__TASK TO CARRY OUT__:
Pull out every line of the listing that contains the word "rough", matching uppercase and lowercase exactly.

__INPUT__:
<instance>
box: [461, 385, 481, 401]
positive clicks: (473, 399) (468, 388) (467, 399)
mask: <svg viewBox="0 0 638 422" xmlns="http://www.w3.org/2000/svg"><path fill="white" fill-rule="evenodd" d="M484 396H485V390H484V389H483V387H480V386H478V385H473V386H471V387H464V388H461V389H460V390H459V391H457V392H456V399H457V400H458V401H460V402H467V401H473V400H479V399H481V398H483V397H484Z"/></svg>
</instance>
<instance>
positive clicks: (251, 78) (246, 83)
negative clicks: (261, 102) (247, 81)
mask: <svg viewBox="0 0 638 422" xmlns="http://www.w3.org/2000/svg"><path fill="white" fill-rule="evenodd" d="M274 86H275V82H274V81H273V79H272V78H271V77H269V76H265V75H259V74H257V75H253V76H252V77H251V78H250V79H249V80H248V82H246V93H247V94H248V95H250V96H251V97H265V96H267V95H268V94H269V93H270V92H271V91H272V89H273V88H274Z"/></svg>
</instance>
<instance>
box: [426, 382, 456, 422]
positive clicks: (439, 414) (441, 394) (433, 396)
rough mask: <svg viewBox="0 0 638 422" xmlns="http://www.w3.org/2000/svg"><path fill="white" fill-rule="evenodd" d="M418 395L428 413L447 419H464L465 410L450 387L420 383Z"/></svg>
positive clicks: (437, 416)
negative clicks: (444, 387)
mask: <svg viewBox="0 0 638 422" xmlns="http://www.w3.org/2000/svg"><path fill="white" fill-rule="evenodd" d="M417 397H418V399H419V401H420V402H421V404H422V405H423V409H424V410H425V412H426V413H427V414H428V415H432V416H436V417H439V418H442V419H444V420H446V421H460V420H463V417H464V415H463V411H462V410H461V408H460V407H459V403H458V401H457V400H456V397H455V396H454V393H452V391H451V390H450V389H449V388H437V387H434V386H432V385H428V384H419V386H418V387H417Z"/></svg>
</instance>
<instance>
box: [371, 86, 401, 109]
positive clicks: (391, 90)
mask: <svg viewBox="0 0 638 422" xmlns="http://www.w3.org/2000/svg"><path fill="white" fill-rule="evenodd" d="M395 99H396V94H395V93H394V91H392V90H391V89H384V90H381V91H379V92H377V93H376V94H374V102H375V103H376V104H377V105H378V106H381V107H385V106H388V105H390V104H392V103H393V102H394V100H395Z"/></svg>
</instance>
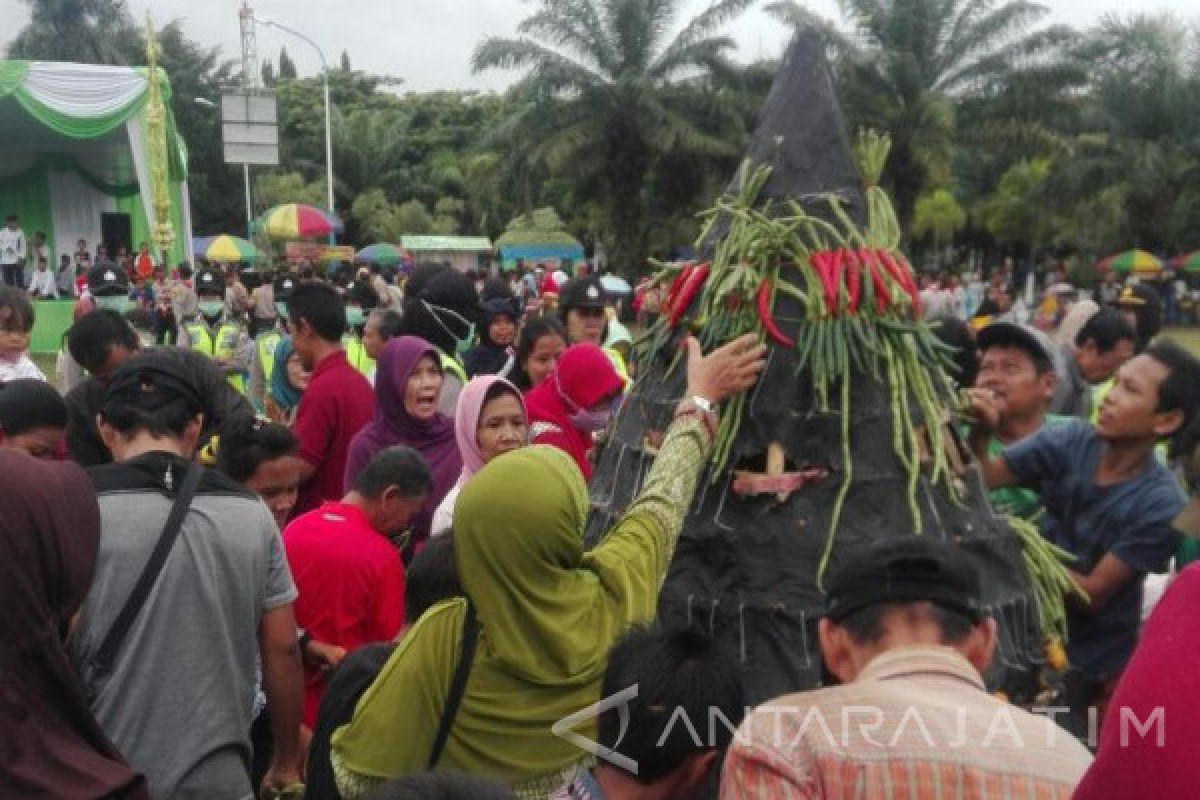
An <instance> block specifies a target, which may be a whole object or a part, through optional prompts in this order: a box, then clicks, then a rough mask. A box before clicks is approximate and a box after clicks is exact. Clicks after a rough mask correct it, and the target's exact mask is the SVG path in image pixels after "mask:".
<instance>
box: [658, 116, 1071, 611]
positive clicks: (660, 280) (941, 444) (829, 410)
mask: <svg viewBox="0 0 1200 800" xmlns="http://www.w3.org/2000/svg"><path fill="white" fill-rule="evenodd" d="M889 148H890V142H889V139H888V138H887V137H886V136H880V134H875V133H869V132H868V133H860V134H859V137H858V139H857V148H856V150H857V152H858V155H859V158H860V161H862V164H860V166H862V169H863V175H864V179H865V185H866V191H865V197H866V211H868V222H866V225H865V228H862V229H859V227H858V225H856V224H854V222H853V221H852V219H851V218H850V216H848V215H847V213H846V211H845V209H844V207H842V201H841V200H840V199H839V198H836V197H832V196H830V197H829V198H828V209H829V213H828V215H827V218H823V217H820V216H815V215H812V213H809V212H808V211H806V210H805V209H804V207H803V206H800V205H799V204H798V203H794V201H788V203H769V201H768V203H760V200H758V197H760V193H761V192H762V190H763V187H764V186H766V185H767V181H768V179H769V178H770V174H772V170H770V168H769V167H766V166H760V167H757V168H752V167H751V166H750V164H749V162H748V163H744V164H743V166H742V168H740V169H739V173H738V180H737V184H736V187H737V188H736V191H734V192H733V193H732V194H730V196H725V197H721V198H719V199H718V200H716V203H715V205H714V206H713V207H712V209H709V210H707V211H704V212H702V215H701V217H702V218H703V219H704V225H703V230H702V233H701V235H700V239H698V240H697V248H698V249H702V251H703V249H709V251H710V252H712V261H710V264H708V265H706V266H704V269H703V272H702V273H703V278H702V279H703V285H702V289H700V288H698V287H697V282H696V281H695V279H690V281H689V279H688V277H689V276H695V275H697V272H696V271H695V267H694V266H691V265H689V266H688V267H679V266H664V269H662V271H661V272H660V275H659V276H658V278H656V279H658V281H661V282H665V281H667V279H668V278H672V277H673V278H674V279H673V281H672V291H671V293H668V296H667V300H666V301H665V305H666V306H667V307H670V313H664V314H661V315H660V318H659V320H658V323H655V325H654V326H653V327H652V329H650V330H649V331H648V332H647V335H646V336H644V337H643V341H642V347H643V350H644V351H648V353H652V354H658V353H661V351H664V348H665V347H667V345H670V344H671V343H672V342H673V341H674V337H676V333H677V327H678V326H679V325H680V324H683V323H688V324H690V326H691V327H692V330H695V331H696V332H697V335H698V337H700V339H701V343H702V344H703V345H704V347H706V348H710V347H714V345H720V344H722V343H725V342H728V341H731V339H733V338H736V337H738V336H740V335H743V333H746V332H757V333H758V336H760V341H770V342H773V343H774V344H775V345H779V347H785V348H790V349H793V351H794V353H796V369H797V373H798V374H799V373H800V372H804V371H808V373H809V374H810V375H811V383H812V387H814V405H815V407H816V408H817V409H818V410H821V411H824V413H829V411H832V409H830V403H829V401H830V393H832V391H836V395H835V397H836V403H838V405H839V408H838V409H836V411H838V413H839V414H840V415H841V445H842V446H841V451H842V452H841V461H842V464H841V485H840V487H839V491H838V495H836V499H835V501H834V507H833V511H832V513H830V517H829V529H828V534H827V539H826V545H824V549H823V553H822V558H821V563H820V565H818V569H817V579H818V584H820V582H821V581H822V578H823V576H824V572H826V569H827V567H828V564H829V559H830V555H832V553H833V547H834V541H835V534H836V530H838V523H839V521H840V517H841V511H842V507H844V505H845V501H846V498H847V495H848V493H850V488H851V483H852V480H853V463H852V458H851V427H850V417H851V408H850V398H851V391H850V389H851V379H852V377H851V375H852V371H857V372H858V373H860V374H870V375H872V377H874V379H875V380H876V381H886V383H887V385H888V389H889V392H890V405H892V419H893V440H892V446H893V450H894V452H895V455H896V458H898V461H899V462H900V464H901V465H902V467H904V469H905V471H906V474H907V503H908V509H910V513H911V517H912V525H913V530H914V531H917V533H919V531H920V530H922V515H920V506H919V504H918V503H917V488H918V485H919V479H920V474H922V469H923V463H922V459H923V455H924V453H925V452H928V455H929V457H930V462H931V467H930V473H929V476H930V481H931V482H932V483H934V485H940V486H942V487H944V491H947V492H948V493H949V494H950V495H952V498H954V499H958V489H956V488H955V482H954V481H953V480H950V476H949V470H948V467H947V461H946V449H944V409H946V408H947V407H948V405H950V404H952V398H953V392H952V389H950V385H949V383H948V381H947V379H946V375H944V372H943V371H942V367H943V366H946V365H947V363H949V353H950V349H949V348H947V347H944V345H943V344H941V343H940V342H938V341H937V339H936V338H935V337H934V336H932V333H931V332H930V330H929V329H928V327H926V326H925V325H924V324H923V323H922V321H920V305H919V294H918V291H917V287H916V279H914V277H913V272H912V267H911V266H910V265H908V263H907V260H905V258H904V255H902V254H901V253H900V252H899V245H900V225H899V223H898V222H896V216H895V212H894V210H893V207H892V203H890V200H889V199H888V197H887V194H886V193H884V192H883V191H882V190H881V188H880V187H878V179H880V174H881V173H882V169H883V164H884V163H886V161H887V154H888V149H889ZM685 285H688V287H691V289H689V290H686V291H684V290H682V287H685ZM692 290H695V291H692ZM781 294H785V295H788V296H790V297H791V299H792V300H794V301H796V303H798V306H799V307H800V308H802V309H803V314H804V320H803V323H802V325H800V326H799V330H798V332H797V337H796V339H794V341H793V339H791V338H788V337H787V335H786V333H784V331H782V330H780V327H779V326H778V325H776V323H775V319H774V307H775V302H776V300H778V297H779V295H781ZM679 361H680V356H679V355H677V356H676V359H674V361H673V362H672V365H671V369H674V368H676V367H677V366H678V363H679ZM671 369H668V374H670V371H671ZM746 403H748V399H746V396H745V395H744V393H743V395H739V396H737V397H734V398H732V399H730V401H728V402H727V404H726V408H725V409H724V413H722V416H721V423H720V427H719V429H718V433H716V444H715V447H714V452H713V456H712V462H713V469H712V475H713V480H714V481H716V480H720V476H721V475H722V473H724V471H725V468H726V465H727V463H728V458H730V455H731V452H732V447H733V444H734V441H736V439H737V433H738V429H739V428H740V427H742V422H743V417H744V414H745V409H746ZM923 438H924V441H923ZM923 444H928V451H926V450H924V449H923ZM1038 553H1039V555H1037V557H1036V558H1039V559H1042V552H1040V551H1039V552H1038ZM1038 565H1040V569H1042V570H1043V571H1044V573H1045V575H1057V573H1054V572H1049V571H1046V570H1048V569H1049V567H1046V566H1045V563H1044V559H1042V560H1039V561H1038ZM1058 566H1060V567H1061V565H1058ZM1043 589H1044V590H1045V591H1049V584H1046V585H1045V587H1043ZM1051 601H1052V599H1051V597H1050V596H1049V595H1048V596H1046V599H1045V600H1044V601H1042V602H1043V603H1045V604H1046V606H1048V607H1049V603H1050V602H1051ZM1058 602H1060V607H1061V595H1060V597H1058ZM1039 607H1042V606H1040V603H1039ZM1060 619H1061V615H1058V614H1057V613H1055V614H1051V615H1048V616H1046V621H1049V622H1050V624H1054V625H1057V624H1058V621H1060Z"/></svg>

__THE COMPLETED TASK__:
rough mask: <svg viewBox="0 0 638 422" xmlns="http://www.w3.org/2000/svg"><path fill="white" fill-rule="evenodd" d="M418 395L428 413L447 419H464L465 410L450 387L420 383Z"/></svg>
An <instance> block specifies a target, which may be a whole object or a part, through optional prompts in this order: a box, then clicks, then a rough mask. A box before clicks is approximate and a box after clicks is exact. Clicks after a rough mask correct it, and the target's exact mask is the SVG path in image pixels after "mask:".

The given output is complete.